__BLOCO DE TEXTO__:
----------
>> Exercícios espirituais para uma política “iluminada”, por Paolo Bartolini


Exercícios espirituais para uma política “iluminada”



Por: Paolo Bartolini
Fonte: megachip.info de 21 de agosto de 2012

Tradução: Mario S. Mieli

Interrogar a inquietude do próprio tempo, mas fazê-lo a fundo, sem parar nos sinais mais superficiais do desconforto, lá onde as melhores energias rebeldes estão acorrentadas ao egocentrismo dos falsos mestres ou desencadeadas em tempestade de raiva impotente. Essa deveria ser a tarefa preliminar de quem se interessa por política, ainda mais agora, que se delineia na esquina da história uma transformação sem precedentes para a humanidade inteira. Pergunto-me qual mapa poderia nos guiar, ainda que dificilmente, para percorrer um território assim impérvio, agora que as ideologias políticas e religiosas que governaram por milênios as mentes dos seres humanos, parecem ter desmoronado sob o peso das próprias incômodas certezas. Isso quer dizer que, gostemos ou não, não podemos confiar mais em nenhum DOGMA incontrovertível, em nenhuma segurança última que ilumine o caminho e garanta o sucesso de nossa viagem em mar aberto.

E portanto, nesta Transição histórica que poderia conduzir além do domínio material e simbólico do deus dinheiro e de seus funestos sacerdotes, nada me parece mais absurdo, e paradoxalmente “reacionário”, que abandonar as intuições espirituais e utópicas que anunciaram ao homem, no curso de seus eventos profanos, aquela indispensável dimensão sagrada capaz de orientar paixões e esperanças, coagulando visões e alternativas possíveis ao ‘status quo’.
----------
__SOLICITAÇÃO__:
Reescreva, por favor, o trecho do texto sobre exercícios espirituais para a política que vai de "E portanto, nesta" até "ao ‘status quo’.", inclusive, trocando "sacerdotes" por "profetas".

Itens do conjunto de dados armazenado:
----------
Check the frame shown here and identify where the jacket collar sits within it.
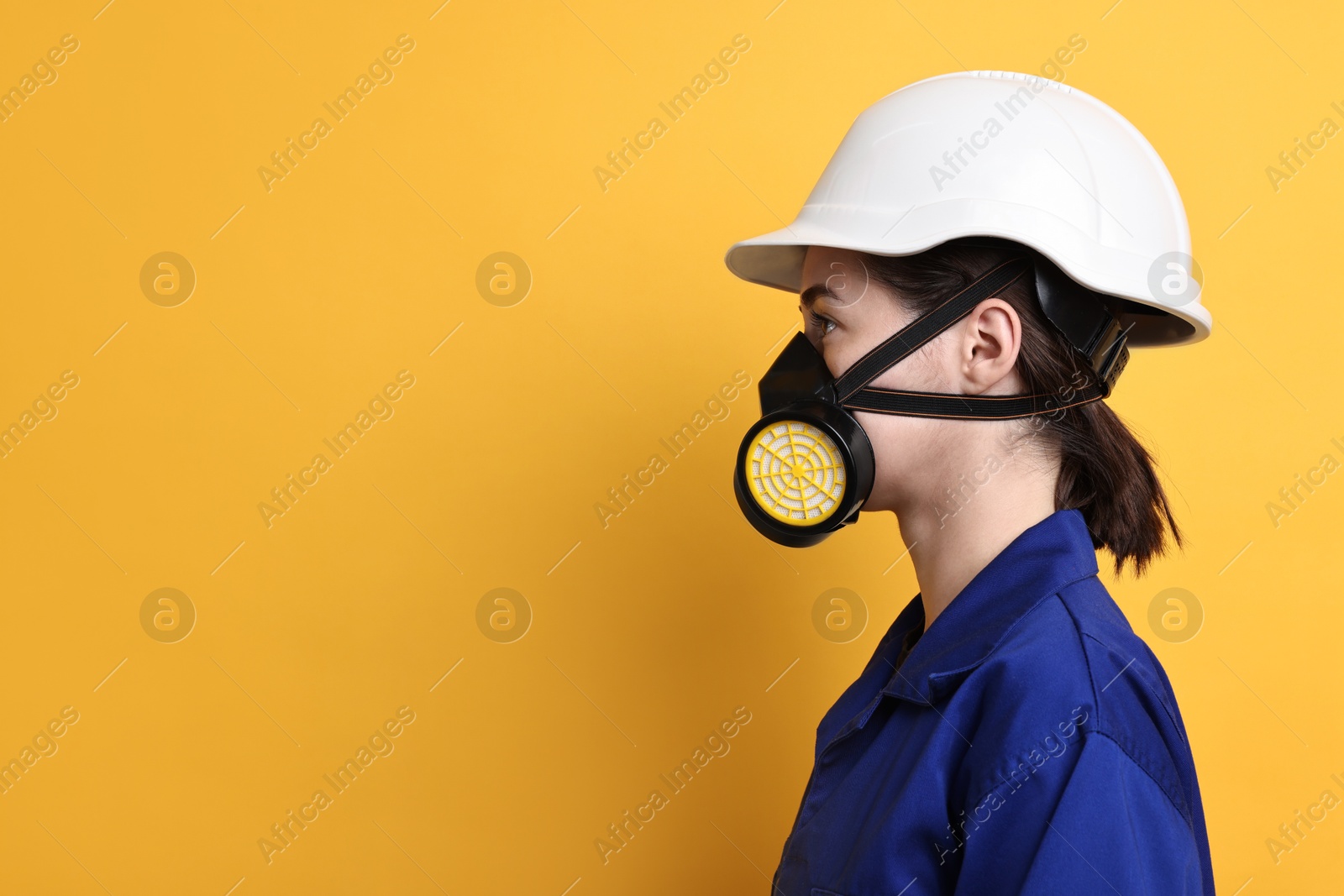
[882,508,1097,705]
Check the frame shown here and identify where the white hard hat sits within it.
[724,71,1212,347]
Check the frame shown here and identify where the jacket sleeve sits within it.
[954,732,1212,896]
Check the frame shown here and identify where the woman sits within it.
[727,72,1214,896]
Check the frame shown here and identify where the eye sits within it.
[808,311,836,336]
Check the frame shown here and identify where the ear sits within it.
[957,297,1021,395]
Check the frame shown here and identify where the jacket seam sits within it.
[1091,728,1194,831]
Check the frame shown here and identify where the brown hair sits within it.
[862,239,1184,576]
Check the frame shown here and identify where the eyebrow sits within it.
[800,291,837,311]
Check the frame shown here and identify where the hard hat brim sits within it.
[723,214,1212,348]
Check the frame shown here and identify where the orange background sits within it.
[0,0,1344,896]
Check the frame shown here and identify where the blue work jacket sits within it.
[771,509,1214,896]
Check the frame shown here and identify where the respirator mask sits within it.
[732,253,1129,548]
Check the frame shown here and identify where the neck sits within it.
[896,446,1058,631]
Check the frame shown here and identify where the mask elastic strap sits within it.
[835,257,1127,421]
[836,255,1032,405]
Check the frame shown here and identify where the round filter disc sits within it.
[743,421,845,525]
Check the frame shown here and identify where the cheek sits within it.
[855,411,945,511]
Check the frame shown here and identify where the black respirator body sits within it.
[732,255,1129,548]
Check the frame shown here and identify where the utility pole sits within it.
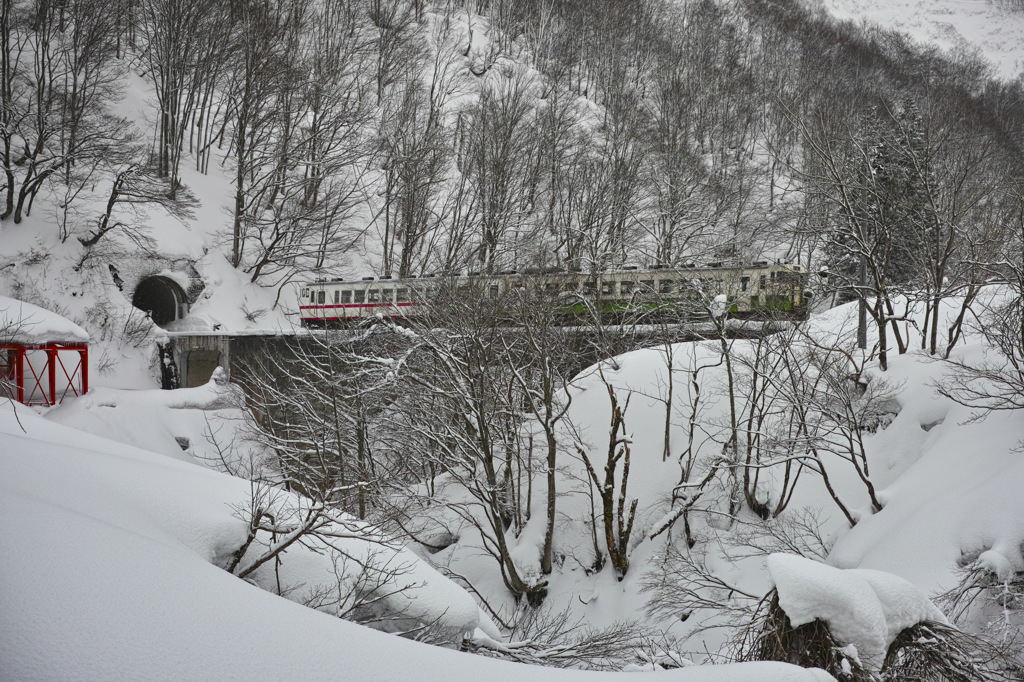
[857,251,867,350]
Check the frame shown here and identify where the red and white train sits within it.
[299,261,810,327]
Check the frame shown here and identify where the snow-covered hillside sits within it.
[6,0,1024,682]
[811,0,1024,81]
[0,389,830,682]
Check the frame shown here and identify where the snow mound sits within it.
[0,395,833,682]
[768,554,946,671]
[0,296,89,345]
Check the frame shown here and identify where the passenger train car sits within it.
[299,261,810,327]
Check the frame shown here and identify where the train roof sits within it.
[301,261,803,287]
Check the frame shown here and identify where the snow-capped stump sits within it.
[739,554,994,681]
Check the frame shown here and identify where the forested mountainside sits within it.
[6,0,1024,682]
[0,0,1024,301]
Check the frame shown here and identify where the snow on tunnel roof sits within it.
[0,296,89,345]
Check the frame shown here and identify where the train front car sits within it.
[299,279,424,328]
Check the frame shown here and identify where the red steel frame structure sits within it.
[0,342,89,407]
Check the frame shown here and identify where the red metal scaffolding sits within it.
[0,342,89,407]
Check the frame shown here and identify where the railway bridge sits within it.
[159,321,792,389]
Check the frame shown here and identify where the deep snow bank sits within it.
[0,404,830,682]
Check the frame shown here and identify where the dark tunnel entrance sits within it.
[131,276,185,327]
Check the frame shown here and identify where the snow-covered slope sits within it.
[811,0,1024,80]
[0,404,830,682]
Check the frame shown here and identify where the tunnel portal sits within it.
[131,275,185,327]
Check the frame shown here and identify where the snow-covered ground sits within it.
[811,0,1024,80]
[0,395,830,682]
----------
__SOLUÇÃO DO EXERCÍCIO__:
E portanto, nesta Transição histórica que poderia conduzir além do domínio material e simbólico do deus dinheiro e de seus funestos profetas, nada me parece mais absurdo, e paradoxalmente “reacionário”, que abandonar as intuições espirituais e utópicas que anunciaram ao homem, no curso de seus eventos profanos, aquela indispensável dimensão sagrada capaz de orientar paixões e esperanças, coagulando visões e alternativas possíveis ao ‘status quo’.